Feeling Stuck? One Thing You Must Try Right Now

This post is a little longer than usual because there’s a bit of a story and it’s very personal. I hope it helps you.


Ups and Downs

I’ve got a confession to make. Sorry to disappoint any of you but I find it hard to follow my own advice at times.
As with all of us, life comes and tests me and I wander paths in my mind which I would rather not go down. Before I know it, I’m at a low ebb and beginning to feel that things have got out of control – again.

Last year (2015) was such a year. I was making what seemed like good progress with my health. I was doing a programmes of exercises which I know help my condition (called M.E. or Chronic Fatigue Syndrome) and was building up stamina, so much so that I was able to swim 1km of my local pool a few times a week and do a daily strenuous walk. By Easter of last year I was feeling probably 90% “normal”.

Then one morning I woke up and realised my health had gone off a cliff. 90% had just turned into 10%. Just at the time when we were refurbishing my daughter’s room too. Monika ended up doing it all. I could perhaps hold something for a couple of minutes for her before needing to go and lie or sit down.


Downs and Ups

I began the slow process of recovery and the next few weeks and months were the typical erratic experience of ME which most people have. However, we enjoyed Monika’s 50th birthday and had a good holiday when I was able to do most things with everyone. However, in the middle of August, things took a turn for the worst and I deteriorated further so that by November, I had to give up walking the dog and making meals. I could look after myself but no one else. My days were spent mostly horizontally.

Anyway, I did start to pick up very slowly from there and round about February time I began making family meals again and in March walking the dog. I’m convinced by now that the consistent recovery I’ve enjoyed since has been due to the meditation habit I’ve developed (more on that in a future post) and by now I’m reasonably well and can do most things.

Anyway, get to the point, Reece.


Okay, here’s the point. I didn’t know why I had those relapses last year.

In the past, I always knew setbacks were down to too much exertion when not fully well or too much background stress. Neither seemed to be the case this time and it unsettled me. Additionally, I’ve had this spell of illness since 2012 which followed on from a very long episode between 2004-2008. All in all, I realised, despite the progress I was making, my confidence was absolutely shot.

The thought of being fully well, for however long or short a period, I realised, seemed like a distant dream.

And then something strange happened.

I’d been making progress (which I'd put down to the meditation habit) but round about April time I stopped meditating consistently and couldn’t get the habit back.

What was all that about?

▸ **WORK INSTRUCTIONS**:
A. What illness does the writer of the blog post about feeling stuck say they have?
B. Can you reproduce a passage of the blog post about feeling stuck word for word, beginning at the words "Anyway, get to" and stopping after "all that about?"?
C. Pick up the blog post about feeling stuck after its final sentence and carry it forward.
You won't need the data to complete any of this.

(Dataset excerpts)

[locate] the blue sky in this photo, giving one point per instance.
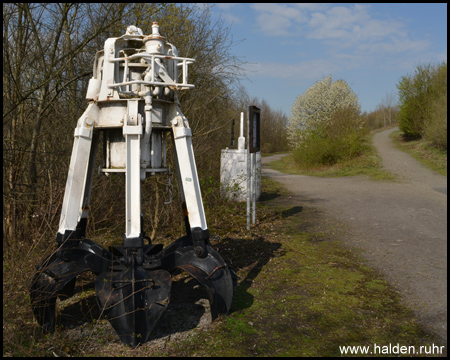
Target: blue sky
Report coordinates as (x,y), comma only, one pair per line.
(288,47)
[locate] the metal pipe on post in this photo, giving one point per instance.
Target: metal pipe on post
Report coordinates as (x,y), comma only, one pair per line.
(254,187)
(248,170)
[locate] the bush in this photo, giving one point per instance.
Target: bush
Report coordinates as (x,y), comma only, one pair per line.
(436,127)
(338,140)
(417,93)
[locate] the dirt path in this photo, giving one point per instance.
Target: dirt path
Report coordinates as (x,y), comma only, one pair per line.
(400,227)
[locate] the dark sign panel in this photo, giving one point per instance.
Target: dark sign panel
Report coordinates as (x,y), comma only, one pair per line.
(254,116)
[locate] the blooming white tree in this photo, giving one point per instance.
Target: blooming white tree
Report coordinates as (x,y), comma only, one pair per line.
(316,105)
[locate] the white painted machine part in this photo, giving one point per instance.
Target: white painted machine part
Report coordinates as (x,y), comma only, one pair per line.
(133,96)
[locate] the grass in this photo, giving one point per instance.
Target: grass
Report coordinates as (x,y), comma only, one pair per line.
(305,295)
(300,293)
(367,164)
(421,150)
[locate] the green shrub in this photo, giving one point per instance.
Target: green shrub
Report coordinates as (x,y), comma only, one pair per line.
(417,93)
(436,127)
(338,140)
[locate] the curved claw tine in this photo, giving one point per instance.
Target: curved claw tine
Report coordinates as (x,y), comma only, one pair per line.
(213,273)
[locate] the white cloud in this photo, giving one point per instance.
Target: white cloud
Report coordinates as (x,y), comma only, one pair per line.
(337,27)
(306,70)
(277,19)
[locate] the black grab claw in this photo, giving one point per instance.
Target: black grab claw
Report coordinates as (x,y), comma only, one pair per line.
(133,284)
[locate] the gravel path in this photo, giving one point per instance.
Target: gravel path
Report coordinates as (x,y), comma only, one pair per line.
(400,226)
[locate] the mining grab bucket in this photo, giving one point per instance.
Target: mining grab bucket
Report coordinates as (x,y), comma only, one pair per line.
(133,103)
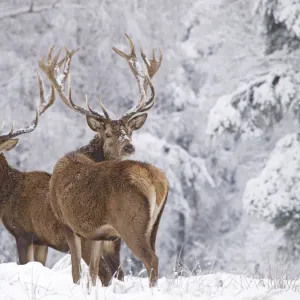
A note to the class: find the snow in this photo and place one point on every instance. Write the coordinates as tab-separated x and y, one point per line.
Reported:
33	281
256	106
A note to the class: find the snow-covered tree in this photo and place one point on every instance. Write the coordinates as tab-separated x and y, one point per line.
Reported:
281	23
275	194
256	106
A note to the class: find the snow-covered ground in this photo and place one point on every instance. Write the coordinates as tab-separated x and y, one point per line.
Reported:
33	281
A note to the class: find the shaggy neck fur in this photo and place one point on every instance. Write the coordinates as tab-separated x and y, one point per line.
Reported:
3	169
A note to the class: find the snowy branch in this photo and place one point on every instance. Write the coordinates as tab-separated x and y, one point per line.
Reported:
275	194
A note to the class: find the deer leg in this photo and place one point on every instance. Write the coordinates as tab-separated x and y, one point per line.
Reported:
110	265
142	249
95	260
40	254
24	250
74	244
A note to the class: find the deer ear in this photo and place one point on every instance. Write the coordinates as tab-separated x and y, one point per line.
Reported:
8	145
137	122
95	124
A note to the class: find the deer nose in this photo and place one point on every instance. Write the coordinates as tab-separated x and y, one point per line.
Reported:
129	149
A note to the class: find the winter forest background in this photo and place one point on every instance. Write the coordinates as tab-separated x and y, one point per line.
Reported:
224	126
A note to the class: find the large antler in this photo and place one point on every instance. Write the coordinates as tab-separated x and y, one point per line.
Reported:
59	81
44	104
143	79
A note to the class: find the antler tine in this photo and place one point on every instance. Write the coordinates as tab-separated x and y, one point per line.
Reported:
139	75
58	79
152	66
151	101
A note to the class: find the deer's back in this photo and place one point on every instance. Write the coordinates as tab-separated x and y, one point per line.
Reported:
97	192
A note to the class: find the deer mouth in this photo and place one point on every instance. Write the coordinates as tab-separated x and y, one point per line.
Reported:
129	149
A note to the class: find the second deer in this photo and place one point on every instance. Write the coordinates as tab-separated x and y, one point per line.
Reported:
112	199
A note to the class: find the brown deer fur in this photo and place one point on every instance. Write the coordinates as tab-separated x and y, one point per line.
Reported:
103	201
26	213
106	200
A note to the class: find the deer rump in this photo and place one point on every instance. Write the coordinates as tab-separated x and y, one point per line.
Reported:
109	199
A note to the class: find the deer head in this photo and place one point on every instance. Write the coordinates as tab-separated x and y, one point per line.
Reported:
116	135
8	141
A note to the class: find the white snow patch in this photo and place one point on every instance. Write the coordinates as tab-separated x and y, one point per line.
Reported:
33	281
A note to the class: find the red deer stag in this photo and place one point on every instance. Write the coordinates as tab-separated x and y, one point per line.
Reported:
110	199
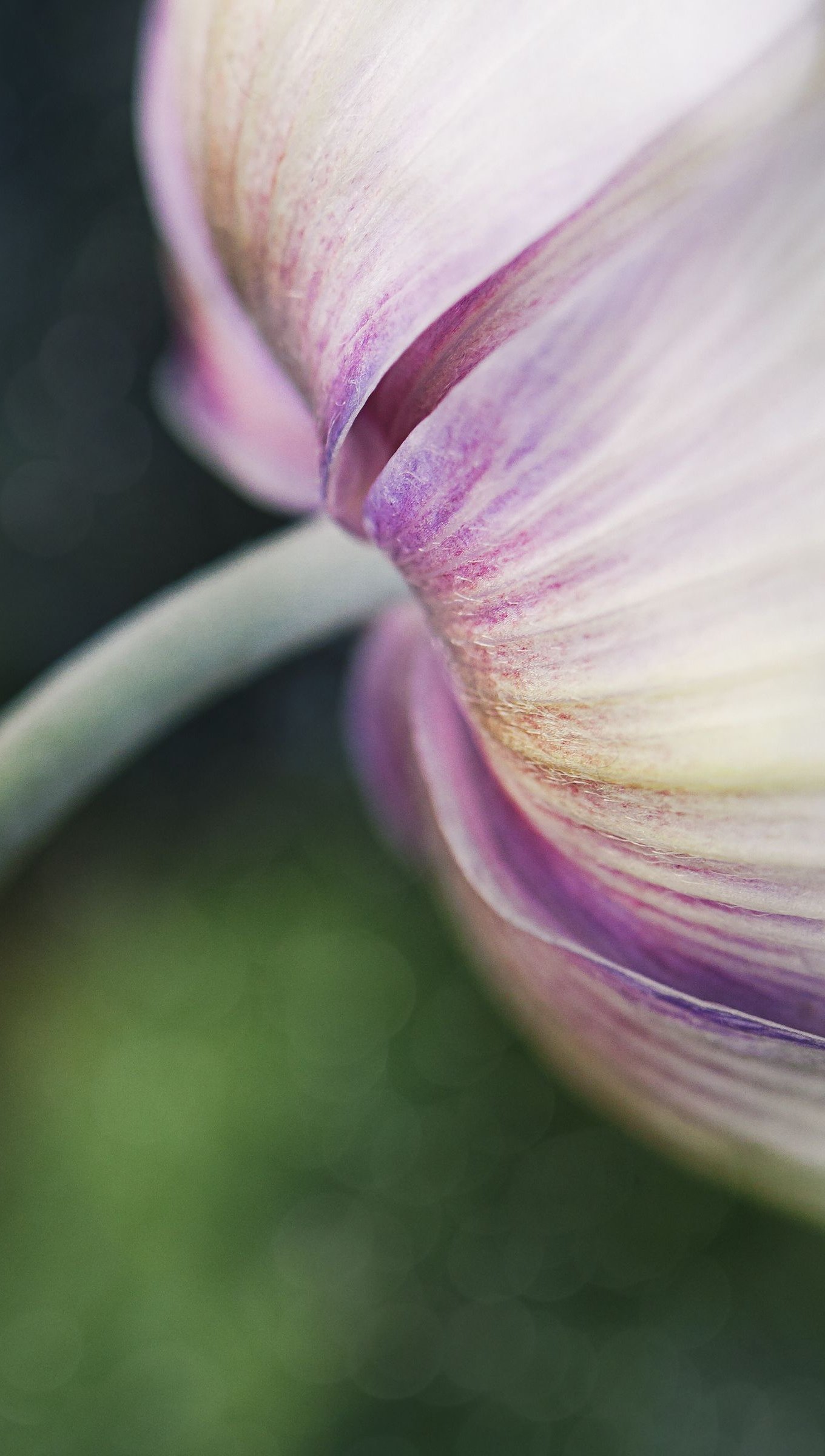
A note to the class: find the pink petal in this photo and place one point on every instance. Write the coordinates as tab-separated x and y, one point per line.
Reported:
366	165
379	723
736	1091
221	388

▸ **RESPONSES BY ITEM NUMBER**:
A. M.E., also called Chronic Fatigue Syndrome.

B.
Anyway, get to the point, Reece.


Okay, here’s the point. I didn’t know why I had those relapses last year.

In the past, I always knew setbacks were down to too much exertion when not fully well or too much background stress. Neither seemed to be the case this time and it unsettled me. Additionally, I’ve had this spell of illness since 2012 which followed on from a very long episode between 2004-2008. All in all, I realised, despite the progress I was making, my confidence was absolutely shot.

The thought of being fully well, for however long or short a period, I realised, seemed like a distant dream.

And then something strange happened.

I’d been making progress (which I'd put down to the meditation habit) but round about April time I stopped meditating consistently and couldn’t get the habit back.

What was all that about?

C.
This really bugged me and I couldn’t put my finger on it. I was really stuck.

So what did I do?

I had a conversation with myself, using some of the coaching techniques I learned and developed five years ago.


Questions, questions

In the shower (no one can interrupt me there), I asked myself, “What do you think is stopping you from meditating?”

“I don’t know,” I replied.

“If you did know, what would you say”, I asked again.

I took a breath and knew that I knew the answer but didn’t want to verbalise it. “Because it doesn’t matter. I don’t matter. It doesn’t matter what I do, I don’t seem to get better.”

My answers, verbalised, rocked me back on my heels. The main thing I had grown convinced could help me, I wasn’t doing because, well, there was no point.

Did I really think that, I asked myself. Well it seemed I did and it wasn’t a good realisation. It made me look more closely at my life situation and I asked myself a further important question about what I wanted for my life and this is where the lack of confidence really hit because I just didn’t know. There didn’t seem to be any point in saying what I wanted because, well, in my mind, my future was pretty bleak.

Stuck. Again.

Then came the question to myself which has put me back on the road to recovery and given me positivity such as I haven’t had in several years.

“What don’t you want to happen?”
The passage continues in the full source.